| Fragmento seleccionado |
# # # # #

Por los antiguos senderos que salen del Palacio Imperial, en un paseo espiritual con jardines llenos de árboles se llega al Nippon Budokan, ‘sancta santorum’ de las artes marciales, un pequeño oasis verde entre los rascacielos de la ciudad. El destino o la casualidad han querido que en el tatami del edificio octagonal que simula un templo budista debutase en unos Juegos Paralímpicos el judoka Sergio Ibáñez. A sus 22 años, en modo ‘sensei’ (maestro en japonés) ha hecho historia tras conquistar la plata en -66 kilos, un metal que le había dejado un sabor agridulce porque se le ha escapado el oro por una decisión discutida de los jueces.

# # # # #

| Datos proporcionados |
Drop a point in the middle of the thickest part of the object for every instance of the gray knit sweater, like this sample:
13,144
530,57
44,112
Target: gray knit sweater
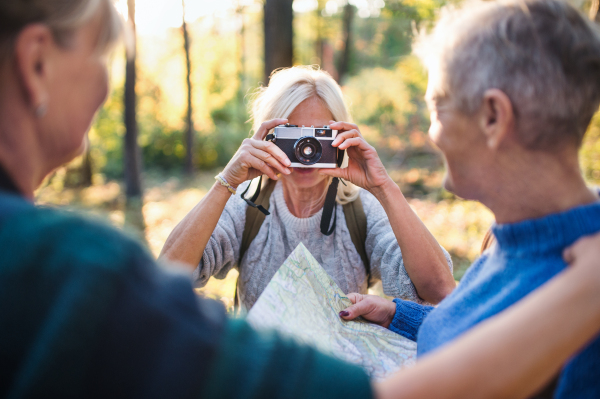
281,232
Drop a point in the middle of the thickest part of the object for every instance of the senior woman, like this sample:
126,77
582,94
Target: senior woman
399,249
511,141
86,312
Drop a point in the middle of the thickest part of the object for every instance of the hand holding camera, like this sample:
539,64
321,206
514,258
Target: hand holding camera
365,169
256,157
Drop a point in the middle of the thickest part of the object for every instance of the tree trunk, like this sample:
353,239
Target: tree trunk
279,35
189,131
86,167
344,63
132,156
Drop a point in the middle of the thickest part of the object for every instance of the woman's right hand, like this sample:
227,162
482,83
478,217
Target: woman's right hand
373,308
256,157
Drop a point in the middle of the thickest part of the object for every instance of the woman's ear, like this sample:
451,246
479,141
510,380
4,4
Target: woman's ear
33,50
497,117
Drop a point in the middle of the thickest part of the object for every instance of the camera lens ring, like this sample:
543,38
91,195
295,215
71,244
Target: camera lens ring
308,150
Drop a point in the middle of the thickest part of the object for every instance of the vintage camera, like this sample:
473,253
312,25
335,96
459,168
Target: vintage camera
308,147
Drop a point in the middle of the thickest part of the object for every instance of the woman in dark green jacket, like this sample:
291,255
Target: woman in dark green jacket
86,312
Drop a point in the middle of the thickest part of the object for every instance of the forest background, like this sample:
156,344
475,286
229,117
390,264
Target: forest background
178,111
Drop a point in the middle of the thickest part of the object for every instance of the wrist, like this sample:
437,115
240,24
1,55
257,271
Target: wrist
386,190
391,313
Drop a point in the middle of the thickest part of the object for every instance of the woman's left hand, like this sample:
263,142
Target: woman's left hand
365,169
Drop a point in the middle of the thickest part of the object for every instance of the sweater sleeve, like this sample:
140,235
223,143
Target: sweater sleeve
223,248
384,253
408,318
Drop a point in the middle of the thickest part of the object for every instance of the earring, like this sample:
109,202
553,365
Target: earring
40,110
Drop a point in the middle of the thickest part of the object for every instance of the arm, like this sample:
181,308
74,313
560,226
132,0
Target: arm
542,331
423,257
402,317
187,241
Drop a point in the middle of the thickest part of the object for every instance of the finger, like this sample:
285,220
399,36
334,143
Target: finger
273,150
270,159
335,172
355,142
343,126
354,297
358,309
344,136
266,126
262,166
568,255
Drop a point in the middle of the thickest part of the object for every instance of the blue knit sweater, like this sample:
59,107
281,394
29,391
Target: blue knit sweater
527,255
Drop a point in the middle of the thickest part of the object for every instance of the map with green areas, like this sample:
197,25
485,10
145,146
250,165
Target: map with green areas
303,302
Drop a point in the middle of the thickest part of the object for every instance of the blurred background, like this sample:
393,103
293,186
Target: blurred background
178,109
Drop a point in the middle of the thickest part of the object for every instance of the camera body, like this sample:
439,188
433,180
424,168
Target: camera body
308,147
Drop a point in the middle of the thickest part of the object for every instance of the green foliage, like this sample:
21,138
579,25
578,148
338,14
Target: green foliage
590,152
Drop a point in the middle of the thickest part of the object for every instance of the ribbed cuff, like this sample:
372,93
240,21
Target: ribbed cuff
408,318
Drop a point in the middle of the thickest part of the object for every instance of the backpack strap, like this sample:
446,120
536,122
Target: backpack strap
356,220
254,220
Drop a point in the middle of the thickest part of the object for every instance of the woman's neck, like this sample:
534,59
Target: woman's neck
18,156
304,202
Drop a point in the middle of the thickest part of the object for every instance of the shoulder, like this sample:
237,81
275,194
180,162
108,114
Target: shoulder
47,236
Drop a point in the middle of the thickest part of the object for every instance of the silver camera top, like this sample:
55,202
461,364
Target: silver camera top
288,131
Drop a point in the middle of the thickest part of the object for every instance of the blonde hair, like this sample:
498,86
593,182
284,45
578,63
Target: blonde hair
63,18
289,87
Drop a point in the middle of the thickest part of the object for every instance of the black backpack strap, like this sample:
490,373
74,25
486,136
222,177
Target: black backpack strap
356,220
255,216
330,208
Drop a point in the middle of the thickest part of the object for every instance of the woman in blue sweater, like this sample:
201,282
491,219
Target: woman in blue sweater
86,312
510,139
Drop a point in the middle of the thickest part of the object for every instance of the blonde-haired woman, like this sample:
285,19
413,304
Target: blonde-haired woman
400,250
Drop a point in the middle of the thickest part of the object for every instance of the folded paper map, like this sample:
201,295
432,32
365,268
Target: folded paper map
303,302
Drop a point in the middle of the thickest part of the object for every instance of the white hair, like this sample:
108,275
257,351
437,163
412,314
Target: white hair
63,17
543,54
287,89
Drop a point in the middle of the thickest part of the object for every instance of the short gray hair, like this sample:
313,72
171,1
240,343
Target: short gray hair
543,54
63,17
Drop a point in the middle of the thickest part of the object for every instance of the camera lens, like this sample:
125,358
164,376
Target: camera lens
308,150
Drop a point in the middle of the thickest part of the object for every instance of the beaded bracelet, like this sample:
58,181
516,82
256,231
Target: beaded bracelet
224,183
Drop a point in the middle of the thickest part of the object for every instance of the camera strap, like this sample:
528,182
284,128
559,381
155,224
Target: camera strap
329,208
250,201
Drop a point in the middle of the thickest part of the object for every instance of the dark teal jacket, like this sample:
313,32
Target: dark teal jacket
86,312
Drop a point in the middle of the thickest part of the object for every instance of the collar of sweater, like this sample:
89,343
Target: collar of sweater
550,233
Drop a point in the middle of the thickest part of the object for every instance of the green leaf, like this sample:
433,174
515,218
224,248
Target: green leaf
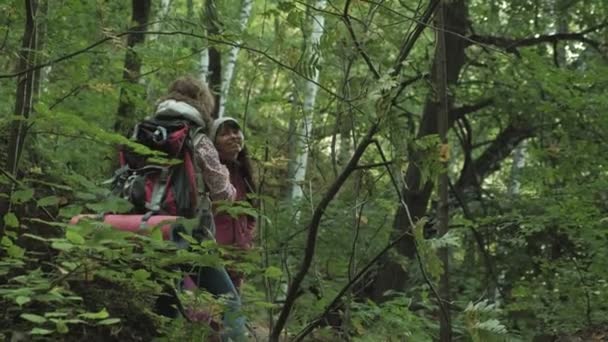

# # # # #

| Instrucción dada |
Prosigue el fragmento sobre la plata paralímpica del judoka Sergio Ibáñez a partir de su última oración.

| Resultado obtenido |
Ya avisaba antes de viajar a territorio asiático que su objetivo era la medalla. Y no iba de farol. En los últimos años su progresión ha sido meteórica, siendo subcampeón del mundo, bronce europeo y rompiendo barreras por la inclusión, ya que ha sido dos veces medallista en campeonatos de España ante rivales videntes. Los valores del judo empezó a adquirirlos de pequeño, cuando descubrió su deporte por medio de una carta que le envió la ONCE. Nació con una discapacidad visual del 79% que le afecta al nervio óptico, tiene distrofia de conos y fotofobia.
Pero nada le ha frenado para convertirse en el emperador de su categoría en Tokio. Cuatro combates, tres triunfos y una derrota con tinte polémico que le han recompensado con la presea plateada, la muesca más importante de su carrera. Además, frena una sequía de 16 años sin ver a un judoka masculino español en un podio paralímpico. Los últimos fueron Raúl Fernández (bronce en -90kg) y David García del Valle (plata en -66Kg) en Atenas 2004. Sí que hubo medalla en féminas en Pekín 2008 y en Londres 2012 con Carmen Herrera, Mónica Merenciano y Marta Arce.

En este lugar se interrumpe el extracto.